### Requirement 1
In the coffee competition account, give the stretch from "Some of the" through "where it is at." again, swapping "farmers" for "growers".
### Requirement 2
According to the coffee competition account, how many coffees were entered in the competition's inaugural year?
### Requirement 3
Write the next part of the coffee competition account, picking up after its final sentence.

### Quoted text
%%
Papua New Guinea’s 3rd National Coffee Cupping Competition


Papua New Guinea’s 3rd National Coffee Cupping Competition was held on the 15th to the 19th of August in Lae City in Papua New Guinea. After 18 hours, I finally arrived at the Lae International Hotel after travelling through Brisbane, Port Moresby and then on to Lae City. Lae is a beautiful place with the highlands about 3 hours north of the city. It is lush and tropical and humid. 3rd world country yes, but boy is it beautiful!

This year, we had 128 samples from different producers to cup and judge. The aim is to whittle that list down to 10 of the best coffees in PNG. The farmers that produced the coffees are then awarded.


Some of the samples that we were going to cup

 The aim of this competition is the encourage farmers to improve the way they farm and process and to show them that their coffee can and will fetch a higher price if they improve on their quality. Interest and momentum for this competition has been steadily building up over the last 3 years. In the inaugural year of the competition in 2014, 69 coffees were entered, the following year saw 79 coffees entered and a whopping 128 coffees this year! It’s really heart-warming to see the farmers coming on board and seeing that quality is where it is at.

The judging panel sees 8 foreign cuppers, all Q graders, coming from Hong Kong, New Zealand, Costa Rica, Korea and of course, Australia. There were also 4 local cuppers joining us, led by the Head of Quality Control of the Coffee Industry Corporation, Rose Romulus. One of the main reasons for the local cuppers to cup with us is for them to learn as much as they can from us. Training up the locals to do what we do would ensure that quality can be measured by them whenever the need arises without having a contingent of foreign cuppers flying to PNG to do it. The goal was to cup the 114 Arabica samples over two days and the top 24 will be cupped on the third day. Out of these 24 coffees, the top 10 will be judged amongst themselves on the last day. We will also be judging 14 Robusta samples which will be pretty interesting for me. I grew up drinking Robusta coffee in Singapore and I guess this is the time for me to give back!
%%
### Material shown
%%
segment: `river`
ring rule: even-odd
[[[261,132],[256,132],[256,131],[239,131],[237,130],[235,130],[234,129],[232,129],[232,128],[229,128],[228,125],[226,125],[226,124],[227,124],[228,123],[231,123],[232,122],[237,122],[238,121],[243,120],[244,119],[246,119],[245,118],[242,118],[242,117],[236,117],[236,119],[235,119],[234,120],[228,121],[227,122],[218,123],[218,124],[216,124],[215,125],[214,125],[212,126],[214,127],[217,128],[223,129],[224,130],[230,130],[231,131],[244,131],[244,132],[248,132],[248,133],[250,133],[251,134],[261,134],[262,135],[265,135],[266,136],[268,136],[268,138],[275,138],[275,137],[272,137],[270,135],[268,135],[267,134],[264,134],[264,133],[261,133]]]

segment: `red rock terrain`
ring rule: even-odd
%%
### Result 1
Some of the samples that we were going to cup

 The aim of this competition is the encourage growers to improve the way they farm and process and to show them that their coffee can and will fetch a higher price if they improve on their quality. Interest and momentum for this competition has been steadily building up over the last 3 years. In the inaugural year of the competition in 2014, 69 coffees were entered, the following year saw 79 coffees entered and a whopping 128 coffees this year! It’s really heart-warming to see the growers coming on board and seeing that quality is where it is at.

### Result 2
69 coffees were entered in 2014.

### Result 3
The International judging panel. From left to right, Chris Jackson, Sam Say, Harry Ko, Adi Taroepratjeka, Jose Pablo Juarez Solis, Fraser Lovell, Gabriel Tan, Steven Tsang

Day one started with us preparing for the next three days of cupping and judging. We measured the moisture content of the green beans, roasted up the samples, checked the grind settings and Total Dissolved Solids (TDS) of the brew ratio and we also did a calibration for the judges where we put 8 different samples on the table and then scored them as we would in the competition. We then sat down to compare scores and calibrated against one another’s scores to ensure that everyone was on the same page in regards to what we were tasting. I’m glad to report that I’m right smack on the money (mostly) in how I scored the coffees!


The evening of Day one saw the opening ceremony of the competition. It was the first year that the opening ceremony saw quite a few local dignitaries come join us. We were greeted by a traditional bamboo band where the locals played bamboo tubes cut to specific pitches. What an amazing sight and sound. We were then lead to the conference room by Mudmen who are traditional warriors wearing nothing but leaves to cover their modesty and a helmet made out of mud! There was a plethora of speeches given by the various dignitaries and also Rose who introduced all of the International Cuppers. We were then treated to canapes and cocktails.


Bamboo band, sounds amazing!


The mudmen. Traditional warriors.

Day two of the event saw all the cuppers cup 63 of the coffee samples sent in by the co-ops. We cupped 7 flights of 9 coffees and by the end of it, I was on a coffee high even though I spat most of the coffees out! The judging criteria was based on the Specialty Coffee Association of America Cupping Sheet where coffees were judged on fragrance and aroma, flavour and aftertaste, body and balance. There were some really good coffees on the table this year. It showed a marked improvement over last year’s entries.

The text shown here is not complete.